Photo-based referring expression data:
%%
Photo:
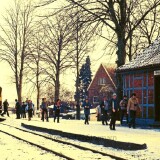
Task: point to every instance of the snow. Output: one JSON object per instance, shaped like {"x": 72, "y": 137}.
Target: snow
{"x": 149, "y": 56}
{"x": 149, "y": 136}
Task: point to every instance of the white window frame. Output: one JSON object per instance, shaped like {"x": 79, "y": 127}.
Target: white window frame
{"x": 95, "y": 102}
{"x": 102, "y": 81}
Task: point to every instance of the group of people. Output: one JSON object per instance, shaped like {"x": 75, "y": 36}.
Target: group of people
{"x": 23, "y": 108}
{"x": 20, "y": 108}
{"x": 108, "y": 110}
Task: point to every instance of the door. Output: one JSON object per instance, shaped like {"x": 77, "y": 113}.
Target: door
{"x": 157, "y": 97}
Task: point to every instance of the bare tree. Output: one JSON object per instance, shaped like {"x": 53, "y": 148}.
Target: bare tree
{"x": 15, "y": 40}
{"x": 57, "y": 49}
{"x": 35, "y": 73}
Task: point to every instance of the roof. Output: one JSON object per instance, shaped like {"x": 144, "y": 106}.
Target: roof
{"x": 107, "y": 68}
{"x": 148, "y": 57}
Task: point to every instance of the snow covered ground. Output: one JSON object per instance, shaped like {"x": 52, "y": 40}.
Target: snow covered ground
{"x": 149, "y": 136}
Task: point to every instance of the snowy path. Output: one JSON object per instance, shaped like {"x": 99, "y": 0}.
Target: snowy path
{"x": 150, "y": 137}
{"x": 67, "y": 150}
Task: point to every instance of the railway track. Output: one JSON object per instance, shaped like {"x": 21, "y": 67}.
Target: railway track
{"x": 58, "y": 147}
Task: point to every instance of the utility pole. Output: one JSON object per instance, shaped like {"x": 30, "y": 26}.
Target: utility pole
{"x": 77, "y": 69}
%%
### YOUR OBJECTIVE:
Every entry must be reproduced exactly, with the images left out.

### OUTPUT OF THE EXERCISE:
Photo:
Task: point to every instance of the snow. Output: one JSON object per instance, shaped like {"x": 72, "y": 137}.
Target: snow
{"x": 149, "y": 56}
{"x": 149, "y": 136}
Task: point to every instance of the white window frame. Output: one JSON object per instance, shaped like {"x": 79, "y": 127}.
Target: white window frame
{"x": 95, "y": 102}
{"x": 102, "y": 81}
Task: point to every instance of the group of people. Output: one JSON object per instance, shaped like {"x": 75, "y": 36}.
Target: group of people
{"x": 23, "y": 108}
{"x": 20, "y": 108}
{"x": 108, "y": 110}
Task: point to every instance of the door. Output: one JSON object per instance, shaped like {"x": 77, "y": 113}.
Target: door
{"x": 157, "y": 97}
Task: point to every instance of the bare tree. Output: one JSON object per instance, shaped like {"x": 53, "y": 148}.
Target: bare tree
{"x": 15, "y": 40}
{"x": 57, "y": 49}
{"x": 35, "y": 73}
Task: point to every instance of the roof. Output: one JSON object per instance, shaped like {"x": 144, "y": 106}.
Target: roof
{"x": 107, "y": 68}
{"x": 148, "y": 57}
Task: point to every instance of the snow covered ground. Output: one JSON object per instance, shaped like {"x": 52, "y": 40}.
Target: snow covered ground
{"x": 149, "y": 136}
Task: point to every instance of the snowy path. Output: one JSON object per instance, shaped like {"x": 99, "y": 0}.
Target: snowy path
{"x": 150, "y": 137}
{"x": 67, "y": 150}
Task: point to every instance of the railway track. Output: one JSON object per instance, shaped like {"x": 21, "y": 67}.
Target: railway track
{"x": 58, "y": 147}
Task: point to every instance of the utility pole. Output: one JSON object per instance, shaped like {"x": 30, "y": 26}.
Target: utility pole
{"x": 77, "y": 69}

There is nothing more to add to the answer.